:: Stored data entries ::
########################################

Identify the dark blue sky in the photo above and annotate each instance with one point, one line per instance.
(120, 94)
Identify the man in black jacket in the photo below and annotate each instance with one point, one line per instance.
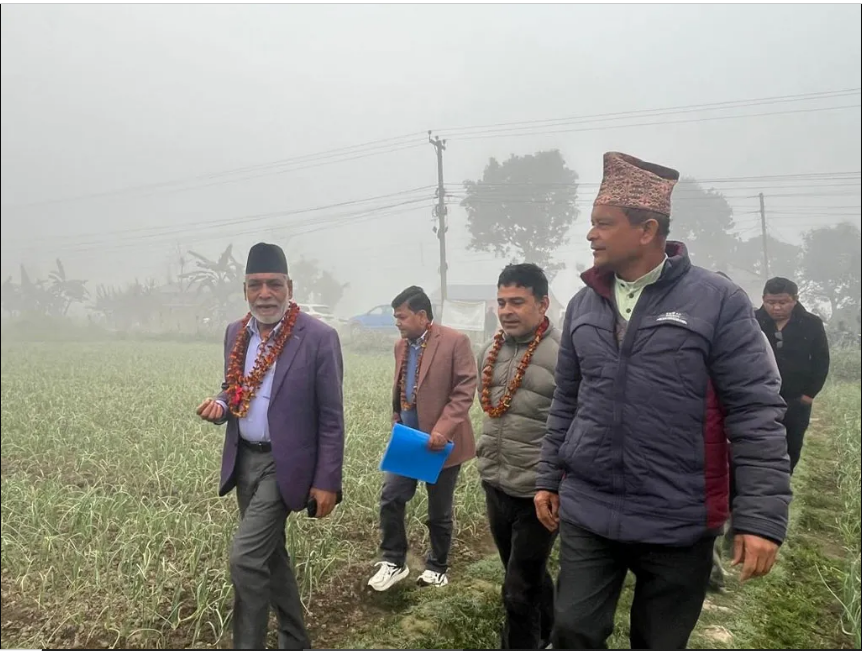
(802, 351)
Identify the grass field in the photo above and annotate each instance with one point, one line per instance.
(112, 533)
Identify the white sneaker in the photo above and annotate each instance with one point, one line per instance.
(388, 575)
(430, 577)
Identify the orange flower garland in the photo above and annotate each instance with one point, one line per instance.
(241, 388)
(406, 405)
(497, 411)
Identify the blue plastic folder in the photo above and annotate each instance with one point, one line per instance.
(408, 455)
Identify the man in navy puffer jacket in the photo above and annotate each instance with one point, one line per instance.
(634, 466)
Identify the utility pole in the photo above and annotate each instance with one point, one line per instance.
(763, 235)
(440, 212)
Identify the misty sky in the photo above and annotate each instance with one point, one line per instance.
(99, 99)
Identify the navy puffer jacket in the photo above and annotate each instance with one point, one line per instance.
(636, 441)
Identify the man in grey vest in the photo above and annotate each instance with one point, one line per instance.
(516, 384)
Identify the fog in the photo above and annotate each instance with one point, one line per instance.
(132, 134)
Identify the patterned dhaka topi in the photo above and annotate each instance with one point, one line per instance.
(629, 182)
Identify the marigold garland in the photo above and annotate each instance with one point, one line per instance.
(406, 405)
(241, 388)
(498, 410)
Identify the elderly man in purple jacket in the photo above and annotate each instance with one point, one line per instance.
(284, 445)
(660, 363)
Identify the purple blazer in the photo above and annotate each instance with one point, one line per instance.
(306, 414)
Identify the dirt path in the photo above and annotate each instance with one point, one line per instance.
(792, 608)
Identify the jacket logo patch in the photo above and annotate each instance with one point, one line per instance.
(676, 317)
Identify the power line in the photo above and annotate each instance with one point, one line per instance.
(665, 110)
(372, 148)
(659, 123)
(399, 143)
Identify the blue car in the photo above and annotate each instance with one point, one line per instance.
(378, 319)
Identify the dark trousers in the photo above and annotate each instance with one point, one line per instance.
(259, 563)
(528, 590)
(796, 421)
(670, 588)
(397, 491)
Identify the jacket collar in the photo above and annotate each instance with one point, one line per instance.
(677, 264)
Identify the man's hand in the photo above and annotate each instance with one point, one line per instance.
(325, 502)
(437, 442)
(755, 553)
(548, 509)
(210, 410)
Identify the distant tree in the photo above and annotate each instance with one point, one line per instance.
(831, 265)
(703, 220)
(41, 298)
(311, 284)
(784, 258)
(67, 291)
(523, 208)
(221, 277)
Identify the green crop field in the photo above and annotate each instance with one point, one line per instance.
(113, 535)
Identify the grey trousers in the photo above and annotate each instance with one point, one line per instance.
(259, 563)
(397, 491)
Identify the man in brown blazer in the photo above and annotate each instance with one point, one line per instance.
(434, 387)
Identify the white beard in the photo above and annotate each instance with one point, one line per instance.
(269, 320)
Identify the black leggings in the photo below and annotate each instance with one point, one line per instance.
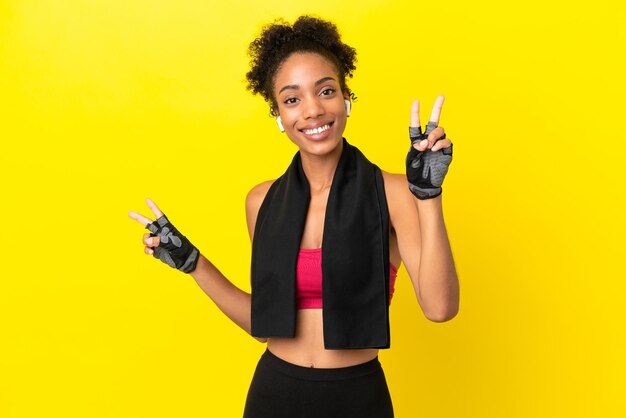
(282, 389)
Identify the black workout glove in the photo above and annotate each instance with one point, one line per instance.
(174, 248)
(426, 169)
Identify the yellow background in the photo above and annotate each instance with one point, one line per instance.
(105, 103)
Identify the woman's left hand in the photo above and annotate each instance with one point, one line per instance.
(430, 154)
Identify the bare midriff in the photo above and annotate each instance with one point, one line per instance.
(307, 347)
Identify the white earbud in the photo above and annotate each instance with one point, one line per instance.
(279, 121)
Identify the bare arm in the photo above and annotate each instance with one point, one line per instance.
(234, 302)
(424, 249)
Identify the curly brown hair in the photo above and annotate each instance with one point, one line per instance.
(279, 40)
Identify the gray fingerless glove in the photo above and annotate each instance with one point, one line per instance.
(174, 248)
(426, 169)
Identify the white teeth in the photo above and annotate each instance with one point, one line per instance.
(316, 131)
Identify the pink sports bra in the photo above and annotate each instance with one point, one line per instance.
(309, 279)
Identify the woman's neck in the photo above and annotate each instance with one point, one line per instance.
(320, 169)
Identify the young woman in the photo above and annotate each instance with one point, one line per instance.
(328, 238)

########################################

:: PROBLEM TO WORK ON ::
Omit the pictures. Write out exactly the lines from the one containing "Identify the white beard" through the last line of the entries, both of them included.

:: REPLY ::
Identify the white beard in the photo above and annotate each instance with one point, one line per instance.
(269, 320)
Identify the black leggings in the photo below and annotate each instance with one point, one line per instance.
(282, 389)
Identify the black workout glove in the photo above and annotate each instance with one point, one line per instance.
(174, 248)
(426, 169)
Identify the yellow background in the photo above and annotate each instance with one point, one line per instance.
(105, 103)
Identify the woman's left hand in the photo above and annotate each instance with one point, one line per instance.
(430, 154)
Identify the bare midriff in the photo above and annotate each instance with one point, one line per instance.
(307, 347)
Identify the white earbud in the photo above and annotate each instance with one point, one line per instance.
(279, 121)
Identify the bare arm in the photo above and annotate each instance with one point, one line per instance.
(234, 302)
(424, 249)
Identify the curly brown hair in the photo above and annotate each instance with one point, one line per instance.
(279, 40)
Identify the gray fingerless glove in the photo above and annotate each instance with one point, one line per instance.
(174, 248)
(426, 169)
Identify the white teeth in the photo above and annotate each instance with one point, one line per instance.
(316, 131)
Identify the pink sports bra in the photo above and annotate each instance with one point, one line per instance.
(309, 279)
Identify the woman's neck in the photo above and annotate each instance with one point, one line per instance.
(320, 169)
Identify the young woman in the photo above and annotate each instance with one point, one line per instance.
(328, 238)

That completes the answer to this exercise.